* **SUPPLIED TEXT**:
The 'Pakenham in Leatherhead' land granted to Downing and Walker and their heirs in 1579, formerly of Merton Priory (formerly of Ewell Manor), is almost without any doubt the enclave of land associated with the missing church of Leret of 1086. It's described as having been valued at 20s in 1535 and having formerly been monastic land belonging to Merton Priory.


Rowhurst and nearby land might well be this land (fingers crossed), 
or it might be a chunk of land somewhere else in North Leatherhead. But it is in Pachesham somewhere.

In brief, so far I am seeing a picture of Puritanism on a grand scale and a real 'web'. [Because of trying to prove or disprove the James hunting lodge connection for so long, and feeling through both the Hampton Court records and the dendro date pushing the main house into the reign of Charles I that we were dealing with 
Royalists like George Mynne round the corner, that has been my focus - looking from the other direction (the Puritans and Parliamentarians, and with the new possible Downing/Walker connection), things look very different indeed].

I am only skimming through info at the moment, but can see a real story emerging:

Edmund Downing MP, associated with Sir Walter Mildmay and Sir Francis Walsingham and from a wealthy Suffolk Puritan family, had two daughters, so his HEIRS were (by marriage to the daughters) Sir Edward Alford MP and Herbert Morley MP. All are big Puritan players and Herbert's father was received into the congregation of leader of the Reformation John Knox at Geneva in 1557. Herbert Morley and Dorothy Downing had no children, so Herbert left his state to his half-brother Robert Morley MP. Edmund Downing was the MP for Higham Ferrers from 1572, an estate with a large rabbit warren and fishpond, associated with Mildmay.

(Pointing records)

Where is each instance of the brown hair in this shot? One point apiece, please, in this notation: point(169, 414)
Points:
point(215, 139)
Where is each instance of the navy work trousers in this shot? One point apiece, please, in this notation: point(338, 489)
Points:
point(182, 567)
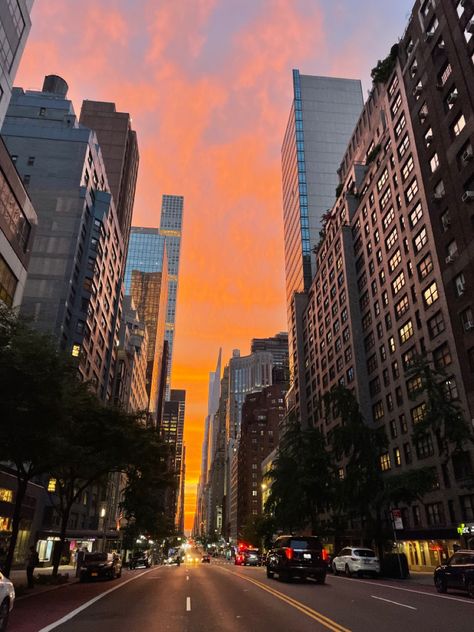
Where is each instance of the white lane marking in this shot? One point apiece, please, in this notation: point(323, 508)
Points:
point(73, 613)
point(394, 602)
point(416, 592)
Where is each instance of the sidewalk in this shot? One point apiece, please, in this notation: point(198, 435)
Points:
point(18, 578)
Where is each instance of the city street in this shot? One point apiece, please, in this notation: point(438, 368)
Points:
point(224, 598)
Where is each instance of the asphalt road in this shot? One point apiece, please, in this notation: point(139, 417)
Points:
point(224, 598)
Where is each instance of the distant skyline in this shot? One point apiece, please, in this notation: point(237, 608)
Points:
point(208, 84)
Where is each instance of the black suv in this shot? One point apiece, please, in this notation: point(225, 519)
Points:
point(457, 573)
point(294, 556)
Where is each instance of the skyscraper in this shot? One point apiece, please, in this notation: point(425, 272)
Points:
point(74, 285)
point(322, 117)
point(17, 216)
point(171, 225)
point(146, 280)
point(118, 143)
point(172, 431)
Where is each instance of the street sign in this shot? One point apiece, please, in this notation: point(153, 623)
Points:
point(397, 519)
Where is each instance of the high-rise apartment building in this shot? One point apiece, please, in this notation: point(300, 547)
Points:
point(323, 115)
point(262, 415)
point(17, 216)
point(15, 25)
point(395, 268)
point(146, 280)
point(118, 143)
point(172, 431)
point(171, 225)
point(74, 285)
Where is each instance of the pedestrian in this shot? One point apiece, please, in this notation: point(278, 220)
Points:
point(31, 563)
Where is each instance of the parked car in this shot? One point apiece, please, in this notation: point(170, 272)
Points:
point(7, 598)
point(356, 560)
point(251, 557)
point(140, 559)
point(294, 556)
point(457, 573)
point(100, 565)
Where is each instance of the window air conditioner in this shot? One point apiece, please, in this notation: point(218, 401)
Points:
point(452, 96)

* **EXERCISE SET**:
[1] In the Pachesham land notes, why did Sir Edward Alford and Herbert Morley become Edmund Downing's heirs? Answer in one to three sentences.
[2] Can you take the Pachesham land notes further, picking up right after their last sentence about Higham Ferrers?
You won't need the entries for any of this.

* **ANSWERS PER TASK**:
[1] Edmund Downing had two daughters. Sir Edward Alford MP and Herbert Morley MP married them, which made those two men his heirs.

[2]
I cannot trace a 
John Walker other than John Walker Archdeacon of Essex, staunch Puritan and voter for Reformation, with strong Ipswich and other Suffolk connections and studied at Cambridge University. He was almost exaclty the same age as Edmund Downing (his BA at Cambridge is down as 1547-8, so his birth date is estimated at very late 1520s - Downing was born in 1530). Walker died in 1588, so could plausibly have been 'our' John Walker in 1579. The newly discovered Oxford documents should show this when we get to see them. Link below to info about John Walker Archdeacon.

If we assume that John Walker had no heirs (he died without issue, although he may have had a will), let's look at the Downing heirs Edward Alford and Herbert Morley. Edward's father sat in the House of Commons and was Secretary to Sir William Cecil Lord Burghley (who had of course very close links to Elizabeth I and Sir Francis Walsingham). Edward died in 
1632, and his heirs were his children William Alford and Elizabeth Alford. Herbert and Dorothy had no children, and Herbert died in 1610 leaving his estate to his half-brother Robert Morley. Robert died in 1632 as well (it may prove relevant that Morley was a member of the Worshipful Company of Skinners). 1632 is the year Rowhurst’s major brick addition was built, and the initials RM are carved into the chimney stack.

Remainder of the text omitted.